Extracted text:
=== Section Start ===

The Esterillos school system is just one of several projects Chamberlain has on her plate in this town. Notwithstanding the recent theft, much of the talk surrounding the school has been positive. When the K-6 school opened its doors this year, it was outfitted with 20 new computers, new English and art teachers and English night classes for adults.

Never fully satisfied, Chamberlain has bigger plans for the school system. “The next step is to build a high school,” she says.

Working for such social change, she says, comes naturally to Chamberlain. “My parents were very involved (in Costa Rica) and in the (United States) with helping people. They taught me to always leave a place better than you found it.”

Chamberlain was born to a U.S. father and a Tica mother, the daughter of a Costa Rican ambassador to the United States. She was conceived as her parents traveled up and down Costa Rica’s Pacific coast to build many of the lighthouses that now dot the coastline.

=== Section End ===

Exercise set:
1. List everything the passage about Chamberlain says the school was outfitted with when it opened this year.
2. Edit the passage about Chamberlain: give again the part that opens with the words "The Esterillos school" and closes with "classes for adults.", replacing "Notwithstanding" with "Despite".
3. Decide whether each statement agrees with the passage about Chamberlain. Answer yes or no for each and quote the words that settle it.
(a) The school in Esterillos serves kindergarten through sixth grade.
(b) Chamberlain's mother was a Costa Rican ambassador to the United States.
(c) Chamberlain calls building a high school the next step.

Data listing:

=== Section Start ===

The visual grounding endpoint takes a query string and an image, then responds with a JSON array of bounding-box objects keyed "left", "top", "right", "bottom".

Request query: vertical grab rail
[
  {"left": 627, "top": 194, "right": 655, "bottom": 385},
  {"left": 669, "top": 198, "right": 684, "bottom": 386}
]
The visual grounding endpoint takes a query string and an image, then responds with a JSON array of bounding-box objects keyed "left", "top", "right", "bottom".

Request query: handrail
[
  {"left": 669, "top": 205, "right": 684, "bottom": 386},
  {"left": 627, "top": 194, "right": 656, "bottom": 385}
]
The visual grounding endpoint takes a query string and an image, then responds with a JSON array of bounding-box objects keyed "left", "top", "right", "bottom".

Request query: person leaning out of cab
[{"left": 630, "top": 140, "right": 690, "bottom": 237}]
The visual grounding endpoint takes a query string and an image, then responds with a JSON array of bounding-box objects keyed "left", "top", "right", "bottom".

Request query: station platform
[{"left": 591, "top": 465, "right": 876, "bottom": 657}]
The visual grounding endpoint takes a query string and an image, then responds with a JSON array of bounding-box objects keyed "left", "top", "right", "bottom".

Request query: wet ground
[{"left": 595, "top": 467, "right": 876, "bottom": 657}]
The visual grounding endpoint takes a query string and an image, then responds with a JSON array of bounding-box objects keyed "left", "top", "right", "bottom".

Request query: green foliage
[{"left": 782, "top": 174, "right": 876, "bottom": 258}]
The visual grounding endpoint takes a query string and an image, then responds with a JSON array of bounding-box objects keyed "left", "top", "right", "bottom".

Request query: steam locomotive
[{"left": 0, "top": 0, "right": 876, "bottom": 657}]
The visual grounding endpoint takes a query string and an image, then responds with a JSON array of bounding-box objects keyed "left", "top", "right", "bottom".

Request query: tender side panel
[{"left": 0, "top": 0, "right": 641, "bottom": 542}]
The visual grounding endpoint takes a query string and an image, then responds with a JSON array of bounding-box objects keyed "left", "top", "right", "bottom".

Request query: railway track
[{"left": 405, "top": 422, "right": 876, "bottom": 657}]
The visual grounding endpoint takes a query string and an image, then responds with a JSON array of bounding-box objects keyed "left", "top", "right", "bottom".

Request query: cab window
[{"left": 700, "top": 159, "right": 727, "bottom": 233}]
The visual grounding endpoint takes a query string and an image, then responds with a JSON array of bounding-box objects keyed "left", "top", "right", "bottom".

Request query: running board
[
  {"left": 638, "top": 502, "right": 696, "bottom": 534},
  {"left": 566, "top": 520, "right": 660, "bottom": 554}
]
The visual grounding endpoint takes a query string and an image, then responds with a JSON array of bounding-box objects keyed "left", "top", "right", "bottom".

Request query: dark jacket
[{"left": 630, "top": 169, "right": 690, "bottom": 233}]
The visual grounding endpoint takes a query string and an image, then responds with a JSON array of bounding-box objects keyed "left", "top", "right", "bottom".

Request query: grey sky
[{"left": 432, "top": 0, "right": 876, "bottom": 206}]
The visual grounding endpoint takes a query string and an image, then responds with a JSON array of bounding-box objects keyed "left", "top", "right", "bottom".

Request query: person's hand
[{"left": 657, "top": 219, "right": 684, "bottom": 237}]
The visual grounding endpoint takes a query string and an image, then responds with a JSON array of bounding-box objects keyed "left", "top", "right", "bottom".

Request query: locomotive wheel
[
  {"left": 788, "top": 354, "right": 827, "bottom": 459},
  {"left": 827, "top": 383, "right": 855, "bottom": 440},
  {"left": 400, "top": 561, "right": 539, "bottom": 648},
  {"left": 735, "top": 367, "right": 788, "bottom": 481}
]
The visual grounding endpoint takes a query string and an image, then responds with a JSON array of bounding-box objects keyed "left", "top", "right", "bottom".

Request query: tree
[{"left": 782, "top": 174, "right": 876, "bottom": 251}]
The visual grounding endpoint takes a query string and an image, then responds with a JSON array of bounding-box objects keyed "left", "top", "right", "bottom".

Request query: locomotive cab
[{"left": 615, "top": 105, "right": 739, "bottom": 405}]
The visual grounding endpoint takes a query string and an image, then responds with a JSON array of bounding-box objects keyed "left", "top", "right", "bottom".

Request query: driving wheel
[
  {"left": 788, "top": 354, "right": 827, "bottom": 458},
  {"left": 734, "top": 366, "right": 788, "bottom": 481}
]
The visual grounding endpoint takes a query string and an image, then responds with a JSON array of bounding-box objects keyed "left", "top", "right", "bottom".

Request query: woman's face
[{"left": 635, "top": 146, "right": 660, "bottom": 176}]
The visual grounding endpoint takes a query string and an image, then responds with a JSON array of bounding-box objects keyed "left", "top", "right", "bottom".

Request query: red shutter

=== Section End ===

Outputs in order:
1. 20 new computers; new English and art teachers; English night classes for adults

2.
The Esterillos school system is just one of several projects Chamberlain has on her plate in this town. Despite the recent theft, much of the talk surrounding the school has been positive. When the K-6 school opened its doors this year, it was outfitted with 20 new computers, new English and art teachers and English night classes for adults.

3.
(a) Yes: "When the K-6 school opened its doors this year"
(b) No: "a Tica mother, the daughter of a Costa Rican ambassador to the United States"
(c) Yes: "The next step is to build a high school"